Texto extraído:
Lathama y su hija Sindhu.
Foto © Ángel López soto
`Nosotras, Diosas y Esclavas´
EDIPO REINA
La historia de Lathama, su hija Sindhu y el labio leporino
Por Manuel Rivas
El pastor que había encontrado a Edipo en el bosque, cuando era un bebé abandonado:
—¡Ay de mí! Estoy a punto de declarar la cuestión terrorífica.
Y Edipo dice:
—Y yo de oírla, pero hay que oírla.
Un grupo, media docena de chicas, pueden llegar a coser doscientos pantalones tejanos por día. Lathamma tiene veinte años. Se casó a los dieciséis. A esa edad empezó a trabajar en esa fábrica de pantalones, en Bangalore. Le pagan seis mil rupias al mes (unos cien euros). Entra a las nueve de la mañana y termina a las cinco de la tarde. Cuando llevaba cinco meses embarazada, eso fue en 2010, no se sentía muy bien. Así que regresó al pueblo, con su familia. Su marido, Sekhar, de veinticinco años, trabaja en la construcción, también en Bangalore.
Ah, se me olvidaba. Cuando estaba embarazada de tres meses, la madre la llamó por teléfono y le dijo: “No vayas a trabajar tal día porque hay un eclipse y eso puede ser malo para la criatura”.
Lathamma no le prestó atención o se olvidó. Eso es cosa de viejos, pensó. Se acordó el día del eclipse, porque ella trabaja al lado de una ventana. Y el sol quedó oculto durante unos minutos.
Antes del parto, le habían hecho una ecografía. Le dijeron que la niña tenía el labio leporino. No sabía muy bien lo que era, ni le explicaron mucho, ni entendió del todo lo que le explicaron. Ella pensaba que, al final, todo saldría bien.

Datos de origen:
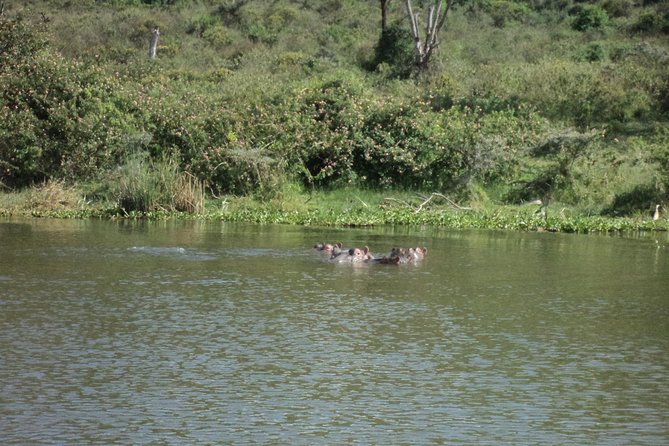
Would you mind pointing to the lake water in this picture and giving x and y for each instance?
(119, 332)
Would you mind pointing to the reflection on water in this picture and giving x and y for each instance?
(195, 333)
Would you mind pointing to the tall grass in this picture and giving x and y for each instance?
(146, 186)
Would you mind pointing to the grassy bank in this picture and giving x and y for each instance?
(344, 207)
(560, 101)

Qué se pide:
• a. Responde con datos del texto extraído:
(i) ¿A qué edad se casó Lathamma?
(ii) ¿Cuánto le pagan al mes en la fábrica de pantalones?
(iii) ¿Qué le dijeron después de la ecografía?
• b. Indica si cada afirmación coincide con el texto extraído y cita las palabras que lo deciden:
(i) Sekhar, el marido de Lathamma, trabaja en la construcción en Bangalore.
(ii) Lathamma siguió el consejo de su madre y no fue a trabajar el día del eclipse.
(iii) La jornada en la fábrica termina a las seis de la tarde.

Resultados de tareas:
• a.
(i) A los dieciséis años.
(ii) Seis mil rupias al mes (unos cien euros).
(iii) Que la niña tenía el labio leporino.

• b.
(i) Sí: "Su marido, Sekhar, de veinticinco años, trabaja en la construcción, también en Bangalore."
(ii) No: "Lathamma no le prestó atención o se olvidó."
(iii) No: "Entra a las nueve de la mañana y termina a las cinco de la tarde."